[[ Raw data open ]]

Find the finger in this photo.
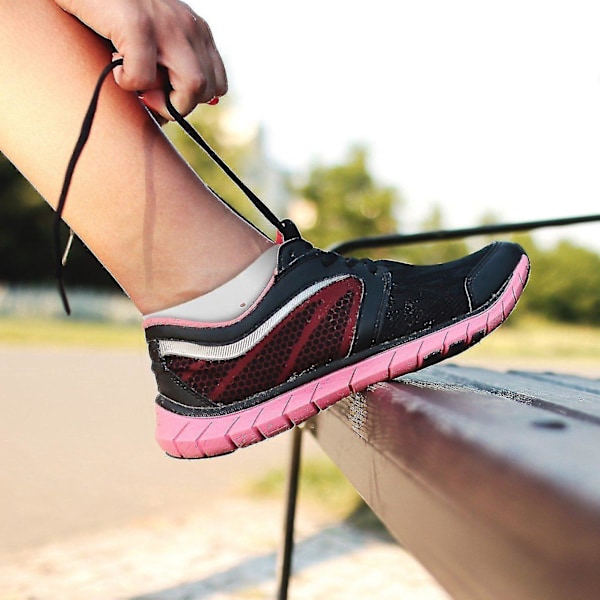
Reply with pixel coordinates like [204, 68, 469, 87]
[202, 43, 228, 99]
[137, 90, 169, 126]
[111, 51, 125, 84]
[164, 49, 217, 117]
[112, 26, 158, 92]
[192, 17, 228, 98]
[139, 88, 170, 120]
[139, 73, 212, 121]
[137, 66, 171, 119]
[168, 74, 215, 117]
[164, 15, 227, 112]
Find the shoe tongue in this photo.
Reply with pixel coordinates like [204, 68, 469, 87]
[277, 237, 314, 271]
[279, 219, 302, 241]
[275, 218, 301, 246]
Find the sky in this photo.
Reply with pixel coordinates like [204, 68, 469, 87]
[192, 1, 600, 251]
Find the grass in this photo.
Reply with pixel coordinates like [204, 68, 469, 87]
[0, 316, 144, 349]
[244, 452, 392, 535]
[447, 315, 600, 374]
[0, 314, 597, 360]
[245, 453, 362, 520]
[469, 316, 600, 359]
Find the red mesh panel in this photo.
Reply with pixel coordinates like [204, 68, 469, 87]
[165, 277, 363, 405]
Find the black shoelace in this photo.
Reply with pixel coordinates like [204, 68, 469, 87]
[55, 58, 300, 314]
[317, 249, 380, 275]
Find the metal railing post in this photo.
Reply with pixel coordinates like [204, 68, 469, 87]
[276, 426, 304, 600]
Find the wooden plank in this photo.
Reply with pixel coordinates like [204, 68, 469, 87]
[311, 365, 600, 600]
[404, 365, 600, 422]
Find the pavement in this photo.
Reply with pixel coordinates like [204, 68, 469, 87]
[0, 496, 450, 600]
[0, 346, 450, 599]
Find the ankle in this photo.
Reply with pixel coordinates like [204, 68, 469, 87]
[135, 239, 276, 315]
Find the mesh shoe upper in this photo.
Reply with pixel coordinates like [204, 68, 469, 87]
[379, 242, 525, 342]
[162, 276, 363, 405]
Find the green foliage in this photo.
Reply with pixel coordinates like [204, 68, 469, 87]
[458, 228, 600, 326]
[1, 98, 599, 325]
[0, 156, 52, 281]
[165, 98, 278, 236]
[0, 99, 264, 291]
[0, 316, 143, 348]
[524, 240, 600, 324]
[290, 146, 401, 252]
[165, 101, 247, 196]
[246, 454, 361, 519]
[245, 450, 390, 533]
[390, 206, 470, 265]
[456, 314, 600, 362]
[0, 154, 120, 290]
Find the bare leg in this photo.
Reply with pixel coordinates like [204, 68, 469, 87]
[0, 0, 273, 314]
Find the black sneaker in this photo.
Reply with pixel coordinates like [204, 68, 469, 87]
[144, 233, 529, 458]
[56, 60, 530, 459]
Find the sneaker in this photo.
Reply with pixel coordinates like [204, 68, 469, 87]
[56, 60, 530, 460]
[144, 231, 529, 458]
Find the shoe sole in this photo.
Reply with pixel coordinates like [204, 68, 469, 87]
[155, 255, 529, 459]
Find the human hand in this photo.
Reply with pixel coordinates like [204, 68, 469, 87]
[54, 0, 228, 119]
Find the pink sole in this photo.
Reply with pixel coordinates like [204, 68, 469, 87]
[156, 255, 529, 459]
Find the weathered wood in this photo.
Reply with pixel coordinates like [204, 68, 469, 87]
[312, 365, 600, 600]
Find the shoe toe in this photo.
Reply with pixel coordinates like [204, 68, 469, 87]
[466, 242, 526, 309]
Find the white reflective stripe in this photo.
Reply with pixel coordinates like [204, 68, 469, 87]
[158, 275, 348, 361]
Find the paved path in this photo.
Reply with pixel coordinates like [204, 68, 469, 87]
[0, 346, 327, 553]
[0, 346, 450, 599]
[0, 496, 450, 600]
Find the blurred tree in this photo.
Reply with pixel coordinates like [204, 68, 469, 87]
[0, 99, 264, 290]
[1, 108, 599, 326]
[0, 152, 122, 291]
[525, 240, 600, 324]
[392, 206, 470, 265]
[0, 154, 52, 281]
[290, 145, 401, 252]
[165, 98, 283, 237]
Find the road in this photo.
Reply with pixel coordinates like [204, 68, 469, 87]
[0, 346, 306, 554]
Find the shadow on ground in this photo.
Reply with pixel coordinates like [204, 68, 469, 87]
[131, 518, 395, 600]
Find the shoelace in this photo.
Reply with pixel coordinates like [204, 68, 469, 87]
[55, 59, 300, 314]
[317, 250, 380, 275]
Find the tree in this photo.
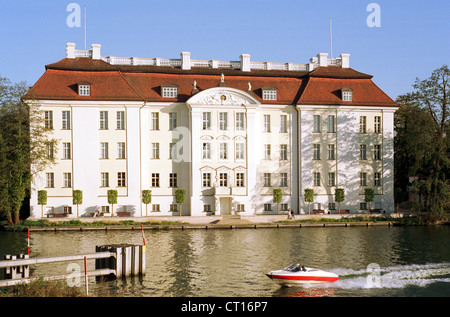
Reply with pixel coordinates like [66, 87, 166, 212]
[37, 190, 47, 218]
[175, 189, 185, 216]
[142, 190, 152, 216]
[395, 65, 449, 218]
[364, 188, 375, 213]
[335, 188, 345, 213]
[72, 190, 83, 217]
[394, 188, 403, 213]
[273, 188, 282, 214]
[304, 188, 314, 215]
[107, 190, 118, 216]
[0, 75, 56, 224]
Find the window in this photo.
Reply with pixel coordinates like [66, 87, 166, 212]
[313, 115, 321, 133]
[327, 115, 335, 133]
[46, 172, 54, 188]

[[ Raw data closed ]]

- Prompt:
When a line among the entries above contains "black", copy it.

- Output:
Find the black shoelace in this photo.
Find the black sneaker in this photo.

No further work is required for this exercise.